● To do:
Reproduce without alteration everything in the records below, from the line containing "[tag] shop front" down to the end of the records.

● Data lines:
----------------

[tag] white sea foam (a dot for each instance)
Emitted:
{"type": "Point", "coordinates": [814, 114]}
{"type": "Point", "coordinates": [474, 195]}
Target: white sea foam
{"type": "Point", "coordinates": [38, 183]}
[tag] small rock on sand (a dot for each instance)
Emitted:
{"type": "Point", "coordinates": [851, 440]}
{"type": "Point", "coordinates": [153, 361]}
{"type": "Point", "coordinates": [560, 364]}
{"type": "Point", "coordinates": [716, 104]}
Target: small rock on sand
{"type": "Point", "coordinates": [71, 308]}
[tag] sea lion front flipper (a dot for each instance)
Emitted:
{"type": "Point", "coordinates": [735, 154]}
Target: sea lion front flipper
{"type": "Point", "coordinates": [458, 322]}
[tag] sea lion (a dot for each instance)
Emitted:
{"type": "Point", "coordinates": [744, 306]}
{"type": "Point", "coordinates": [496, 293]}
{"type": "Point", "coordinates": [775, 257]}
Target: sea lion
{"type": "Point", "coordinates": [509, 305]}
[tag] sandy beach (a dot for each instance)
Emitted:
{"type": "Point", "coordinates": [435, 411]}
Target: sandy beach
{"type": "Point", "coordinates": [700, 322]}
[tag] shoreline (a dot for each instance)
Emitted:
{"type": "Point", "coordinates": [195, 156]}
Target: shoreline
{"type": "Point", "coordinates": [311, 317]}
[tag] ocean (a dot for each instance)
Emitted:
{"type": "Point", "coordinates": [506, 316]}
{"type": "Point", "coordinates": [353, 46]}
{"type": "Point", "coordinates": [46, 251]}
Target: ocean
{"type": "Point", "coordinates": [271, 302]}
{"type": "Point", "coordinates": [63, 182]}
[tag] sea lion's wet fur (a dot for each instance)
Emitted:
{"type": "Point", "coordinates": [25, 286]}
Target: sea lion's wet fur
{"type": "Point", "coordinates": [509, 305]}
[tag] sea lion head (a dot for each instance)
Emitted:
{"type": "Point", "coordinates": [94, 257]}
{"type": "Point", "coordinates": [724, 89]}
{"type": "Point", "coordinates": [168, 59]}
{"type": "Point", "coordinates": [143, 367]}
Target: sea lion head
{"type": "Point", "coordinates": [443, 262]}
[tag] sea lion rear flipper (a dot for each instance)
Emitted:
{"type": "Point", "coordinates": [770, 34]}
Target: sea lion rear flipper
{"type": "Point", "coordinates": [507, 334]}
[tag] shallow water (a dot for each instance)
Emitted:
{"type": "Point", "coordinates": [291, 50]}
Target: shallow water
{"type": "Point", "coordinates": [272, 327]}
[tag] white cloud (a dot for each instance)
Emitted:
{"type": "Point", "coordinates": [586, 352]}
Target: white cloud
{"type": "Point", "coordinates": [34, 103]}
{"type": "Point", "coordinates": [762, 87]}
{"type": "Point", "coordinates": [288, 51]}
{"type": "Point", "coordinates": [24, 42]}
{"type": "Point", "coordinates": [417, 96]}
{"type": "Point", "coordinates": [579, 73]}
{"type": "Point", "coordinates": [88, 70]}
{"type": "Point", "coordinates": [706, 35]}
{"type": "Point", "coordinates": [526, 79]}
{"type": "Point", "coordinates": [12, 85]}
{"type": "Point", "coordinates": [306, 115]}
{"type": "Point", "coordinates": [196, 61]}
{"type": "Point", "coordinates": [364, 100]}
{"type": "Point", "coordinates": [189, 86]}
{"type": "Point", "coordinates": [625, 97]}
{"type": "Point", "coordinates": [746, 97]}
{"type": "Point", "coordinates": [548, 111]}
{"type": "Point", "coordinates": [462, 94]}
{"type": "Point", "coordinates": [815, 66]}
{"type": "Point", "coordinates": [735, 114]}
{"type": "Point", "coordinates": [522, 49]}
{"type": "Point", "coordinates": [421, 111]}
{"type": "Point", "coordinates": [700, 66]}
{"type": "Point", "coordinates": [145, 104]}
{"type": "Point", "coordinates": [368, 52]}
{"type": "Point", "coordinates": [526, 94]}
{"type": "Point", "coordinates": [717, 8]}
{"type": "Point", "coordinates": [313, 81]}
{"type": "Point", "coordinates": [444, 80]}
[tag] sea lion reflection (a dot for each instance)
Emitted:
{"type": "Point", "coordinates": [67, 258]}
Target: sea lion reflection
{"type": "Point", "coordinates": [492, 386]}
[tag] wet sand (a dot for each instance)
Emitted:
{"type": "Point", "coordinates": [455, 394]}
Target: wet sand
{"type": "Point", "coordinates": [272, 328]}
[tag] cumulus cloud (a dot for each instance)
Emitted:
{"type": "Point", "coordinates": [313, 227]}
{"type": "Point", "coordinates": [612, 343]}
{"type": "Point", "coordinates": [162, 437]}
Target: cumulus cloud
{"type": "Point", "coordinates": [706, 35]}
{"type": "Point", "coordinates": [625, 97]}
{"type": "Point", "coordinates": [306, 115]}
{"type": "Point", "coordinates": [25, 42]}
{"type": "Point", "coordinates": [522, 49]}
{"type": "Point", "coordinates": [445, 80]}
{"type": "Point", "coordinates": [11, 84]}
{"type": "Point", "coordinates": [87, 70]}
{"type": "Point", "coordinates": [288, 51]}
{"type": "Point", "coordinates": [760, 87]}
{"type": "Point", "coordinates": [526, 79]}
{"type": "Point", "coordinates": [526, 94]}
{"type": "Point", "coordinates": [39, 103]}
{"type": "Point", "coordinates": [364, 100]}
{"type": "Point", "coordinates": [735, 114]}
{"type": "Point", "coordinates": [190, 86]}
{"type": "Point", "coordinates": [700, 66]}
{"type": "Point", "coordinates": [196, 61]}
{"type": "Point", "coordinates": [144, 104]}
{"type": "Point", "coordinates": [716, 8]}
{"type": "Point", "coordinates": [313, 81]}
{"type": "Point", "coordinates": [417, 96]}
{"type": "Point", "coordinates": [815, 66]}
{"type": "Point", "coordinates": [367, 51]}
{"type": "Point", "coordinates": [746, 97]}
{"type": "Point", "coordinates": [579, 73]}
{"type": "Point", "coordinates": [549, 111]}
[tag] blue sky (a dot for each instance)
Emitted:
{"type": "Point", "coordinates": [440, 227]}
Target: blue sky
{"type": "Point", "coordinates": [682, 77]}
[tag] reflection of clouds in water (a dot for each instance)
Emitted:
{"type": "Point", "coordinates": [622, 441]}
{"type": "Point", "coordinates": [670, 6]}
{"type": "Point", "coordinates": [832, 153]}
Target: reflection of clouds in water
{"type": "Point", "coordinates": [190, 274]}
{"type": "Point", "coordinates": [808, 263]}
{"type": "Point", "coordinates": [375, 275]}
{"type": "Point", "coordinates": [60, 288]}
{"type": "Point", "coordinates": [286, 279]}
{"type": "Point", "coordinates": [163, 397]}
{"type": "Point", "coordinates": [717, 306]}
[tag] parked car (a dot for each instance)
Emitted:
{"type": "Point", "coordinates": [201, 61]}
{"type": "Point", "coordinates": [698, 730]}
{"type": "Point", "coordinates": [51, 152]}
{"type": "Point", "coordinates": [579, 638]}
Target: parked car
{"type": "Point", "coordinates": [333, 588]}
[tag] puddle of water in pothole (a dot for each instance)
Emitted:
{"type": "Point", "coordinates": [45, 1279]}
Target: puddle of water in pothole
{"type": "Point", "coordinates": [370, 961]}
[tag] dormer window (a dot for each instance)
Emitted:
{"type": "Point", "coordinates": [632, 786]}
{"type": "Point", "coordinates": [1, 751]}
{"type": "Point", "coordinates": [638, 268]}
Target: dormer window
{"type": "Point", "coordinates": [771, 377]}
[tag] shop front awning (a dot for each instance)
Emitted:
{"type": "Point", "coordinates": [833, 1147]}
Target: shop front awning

----------------

● Full solution:
[tag] shop front awning (a dot for each instance)
Emitted:
{"type": "Point", "coordinates": [833, 1147]}
Target: shop front awning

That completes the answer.